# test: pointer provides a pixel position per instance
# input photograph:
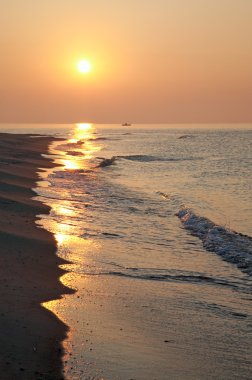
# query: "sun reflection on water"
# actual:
(67, 222)
(80, 148)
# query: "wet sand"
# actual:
(31, 336)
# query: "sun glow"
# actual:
(84, 66)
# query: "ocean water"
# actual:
(157, 218)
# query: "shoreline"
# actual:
(31, 336)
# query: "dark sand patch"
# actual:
(31, 336)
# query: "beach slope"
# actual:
(31, 336)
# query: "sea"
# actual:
(155, 221)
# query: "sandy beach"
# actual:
(31, 336)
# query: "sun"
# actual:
(84, 66)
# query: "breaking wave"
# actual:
(232, 246)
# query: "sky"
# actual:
(153, 61)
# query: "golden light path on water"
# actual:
(75, 154)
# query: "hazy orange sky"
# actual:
(153, 60)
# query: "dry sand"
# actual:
(31, 336)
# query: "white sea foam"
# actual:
(230, 245)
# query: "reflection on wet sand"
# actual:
(74, 154)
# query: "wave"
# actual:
(232, 246)
(148, 158)
(106, 161)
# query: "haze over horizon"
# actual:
(152, 61)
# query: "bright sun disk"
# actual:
(84, 66)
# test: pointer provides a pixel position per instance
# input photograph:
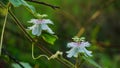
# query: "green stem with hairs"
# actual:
(3, 29)
(42, 48)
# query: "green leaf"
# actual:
(91, 61)
(49, 38)
(5, 2)
(18, 3)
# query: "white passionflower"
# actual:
(39, 25)
(77, 48)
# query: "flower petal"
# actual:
(45, 27)
(72, 44)
(47, 21)
(71, 52)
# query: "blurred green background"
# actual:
(98, 20)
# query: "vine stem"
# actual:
(42, 48)
(3, 29)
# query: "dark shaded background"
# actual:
(99, 19)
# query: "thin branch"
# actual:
(42, 48)
(43, 3)
(11, 57)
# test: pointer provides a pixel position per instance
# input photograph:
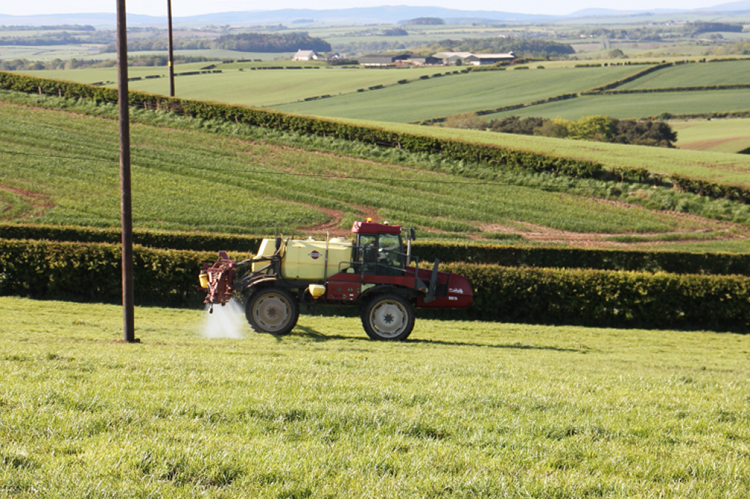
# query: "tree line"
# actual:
(245, 42)
(597, 128)
(522, 47)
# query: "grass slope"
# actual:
(65, 168)
(732, 135)
(693, 75)
(639, 105)
(462, 409)
(710, 165)
(249, 86)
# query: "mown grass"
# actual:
(709, 165)
(639, 105)
(250, 87)
(185, 179)
(693, 75)
(462, 409)
(730, 135)
(444, 96)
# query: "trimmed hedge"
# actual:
(602, 298)
(711, 189)
(93, 272)
(593, 297)
(580, 258)
(510, 256)
(154, 239)
(676, 89)
(506, 158)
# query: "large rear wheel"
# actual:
(272, 310)
(388, 318)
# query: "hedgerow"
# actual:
(91, 272)
(502, 157)
(605, 298)
(154, 239)
(617, 83)
(679, 262)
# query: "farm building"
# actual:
(424, 61)
(450, 58)
(381, 60)
(305, 55)
(484, 59)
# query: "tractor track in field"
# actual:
(39, 202)
(332, 225)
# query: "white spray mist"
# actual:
(227, 321)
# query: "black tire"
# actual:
(388, 318)
(272, 310)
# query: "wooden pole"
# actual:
(170, 62)
(125, 203)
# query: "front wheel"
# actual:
(388, 318)
(272, 310)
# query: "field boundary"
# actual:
(678, 262)
(558, 296)
(495, 156)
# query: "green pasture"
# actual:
(444, 96)
(462, 409)
(50, 52)
(694, 75)
(709, 165)
(727, 135)
(626, 106)
(63, 169)
(247, 86)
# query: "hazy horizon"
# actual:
(185, 8)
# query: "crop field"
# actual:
(49, 52)
(462, 409)
(716, 166)
(62, 168)
(694, 75)
(639, 105)
(438, 97)
(731, 135)
(239, 84)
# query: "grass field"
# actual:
(460, 93)
(255, 88)
(709, 165)
(639, 105)
(62, 168)
(713, 135)
(694, 75)
(50, 52)
(462, 409)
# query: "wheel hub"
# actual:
(272, 312)
(388, 318)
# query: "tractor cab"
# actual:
(379, 249)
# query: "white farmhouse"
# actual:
(305, 55)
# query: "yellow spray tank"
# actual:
(305, 259)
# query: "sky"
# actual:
(193, 7)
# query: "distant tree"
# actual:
(598, 128)
(425, 20)
(395, 32)
(557, 128)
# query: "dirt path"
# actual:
(39, 202)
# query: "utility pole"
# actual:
(125, 203)
(170, 62)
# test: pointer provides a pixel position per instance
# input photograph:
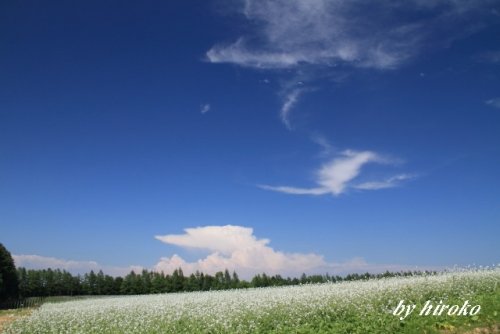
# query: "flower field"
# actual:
(348, 307)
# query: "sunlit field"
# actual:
(348, 307)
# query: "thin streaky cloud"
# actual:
(391, 182)
(76, 267)
(205, 108)
(290, 101)
(290, 33)
(335, 176)
(323, 36)
(495, 102)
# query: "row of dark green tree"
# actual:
(25, 283)
(48, 282)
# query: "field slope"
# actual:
(349, 307)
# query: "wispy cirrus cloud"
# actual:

------------

• _WHAT NEEDS TO BE DONE_
Take the line that contains "of dark green" and each line after it down to the last of the records, and retype them exactly; add nothing else.

• _SOLUTION TO THIS EXERCISE_
# query: "row of dark green tree"
# actual:
(25, 283)
(48, 282)
# query: "field slope"
# actual:
(349, 307)
# query: "wispy cirrus cloud"
# actual:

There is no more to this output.